▶ Set task: Rescale the answer coordinates by 0.55, rounding to whole numbers with halves going up, and write out the records again from the line with "Spot the dark" to the line with "Spot the vertical", both lines and all requests included. Return only those lines.

▶ Provided data:
◆ ◆ ◆
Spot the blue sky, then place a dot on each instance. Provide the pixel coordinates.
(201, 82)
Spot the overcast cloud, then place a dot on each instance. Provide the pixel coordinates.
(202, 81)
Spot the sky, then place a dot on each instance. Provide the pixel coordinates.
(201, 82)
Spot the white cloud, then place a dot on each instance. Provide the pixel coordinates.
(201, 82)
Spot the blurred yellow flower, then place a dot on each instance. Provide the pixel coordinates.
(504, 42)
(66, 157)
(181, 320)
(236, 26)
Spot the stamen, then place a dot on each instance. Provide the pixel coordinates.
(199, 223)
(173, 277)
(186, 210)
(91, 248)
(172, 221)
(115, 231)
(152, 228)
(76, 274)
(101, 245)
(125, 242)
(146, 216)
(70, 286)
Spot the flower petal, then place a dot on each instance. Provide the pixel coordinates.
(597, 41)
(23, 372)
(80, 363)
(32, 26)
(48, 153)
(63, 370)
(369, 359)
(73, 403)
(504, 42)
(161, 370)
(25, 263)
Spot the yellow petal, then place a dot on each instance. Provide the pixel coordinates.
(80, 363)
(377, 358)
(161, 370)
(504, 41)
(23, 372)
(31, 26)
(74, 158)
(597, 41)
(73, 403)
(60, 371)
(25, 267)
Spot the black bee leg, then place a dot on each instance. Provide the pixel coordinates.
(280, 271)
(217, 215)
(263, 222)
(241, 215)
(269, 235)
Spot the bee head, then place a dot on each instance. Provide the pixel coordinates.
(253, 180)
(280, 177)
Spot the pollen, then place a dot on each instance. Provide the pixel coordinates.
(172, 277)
◆ ◆ ◆
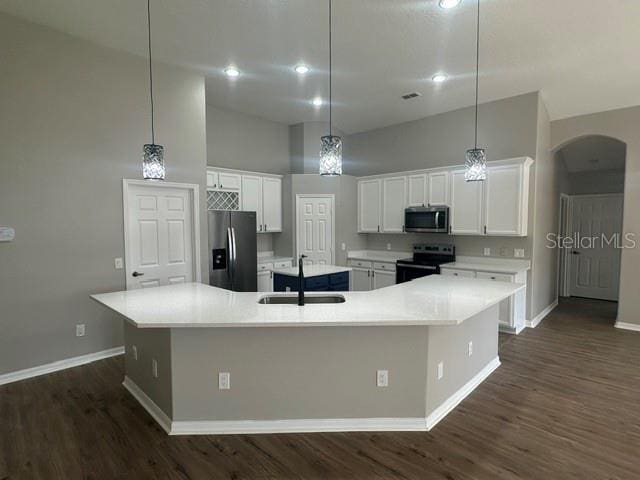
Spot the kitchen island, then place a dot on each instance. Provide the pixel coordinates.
◆ ◆ ◆
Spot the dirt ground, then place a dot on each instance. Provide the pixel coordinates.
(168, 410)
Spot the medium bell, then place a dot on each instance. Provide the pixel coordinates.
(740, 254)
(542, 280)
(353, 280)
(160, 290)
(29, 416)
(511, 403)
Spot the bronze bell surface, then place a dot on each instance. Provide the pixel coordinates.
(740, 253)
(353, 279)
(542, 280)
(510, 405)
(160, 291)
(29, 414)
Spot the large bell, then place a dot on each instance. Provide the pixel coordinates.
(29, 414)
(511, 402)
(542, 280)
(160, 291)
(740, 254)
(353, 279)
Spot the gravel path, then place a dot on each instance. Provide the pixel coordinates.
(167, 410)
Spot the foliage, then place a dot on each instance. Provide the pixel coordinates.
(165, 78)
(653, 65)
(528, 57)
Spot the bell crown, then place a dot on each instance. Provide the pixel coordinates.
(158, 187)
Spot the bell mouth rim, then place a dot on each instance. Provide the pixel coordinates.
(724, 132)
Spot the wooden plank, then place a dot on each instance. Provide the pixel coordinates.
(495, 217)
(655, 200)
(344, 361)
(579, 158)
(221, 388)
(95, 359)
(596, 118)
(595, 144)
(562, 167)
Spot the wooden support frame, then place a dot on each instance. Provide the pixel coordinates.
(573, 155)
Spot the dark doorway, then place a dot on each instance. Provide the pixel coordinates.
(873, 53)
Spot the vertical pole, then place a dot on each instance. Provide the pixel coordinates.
◆ ◆ ◆
▶ Response:
Spot the dark doorway, then place a dot on each instance. Provide the pixel coordinates.
(480, 29)
Spot the vertical pole, then place a dot on each instance. Provide the pixel coordinates.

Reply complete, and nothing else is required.